[Entries on locating named things]

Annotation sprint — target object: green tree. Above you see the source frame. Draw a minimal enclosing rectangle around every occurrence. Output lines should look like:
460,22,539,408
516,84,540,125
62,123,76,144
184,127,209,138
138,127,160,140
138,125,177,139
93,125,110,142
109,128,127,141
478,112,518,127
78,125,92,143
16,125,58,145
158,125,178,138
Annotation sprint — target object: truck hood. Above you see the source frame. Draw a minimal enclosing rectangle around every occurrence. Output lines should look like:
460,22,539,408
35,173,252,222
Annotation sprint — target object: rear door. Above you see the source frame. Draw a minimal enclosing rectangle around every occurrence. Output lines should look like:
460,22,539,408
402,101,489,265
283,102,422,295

Task to carry out: Find every line in the entries above that contains the word "minimal" and copy each one in full.

Exercise answer:
Annotation sprint — target object: green tree. Above you see the source frame. Draw a minimal enclosing rectangle around every occurrence. Output lines should look like:
Annotation sprint — target object: truck hood. Above you see the source frame. Draw a minimal enclosing rectangle around every occurrence. Output lines should look like:
Annotation sprint — target object: rear door. Above you see the source frame. Draw a minimal enclosing rectangle around every occurrence. Output lines should look like:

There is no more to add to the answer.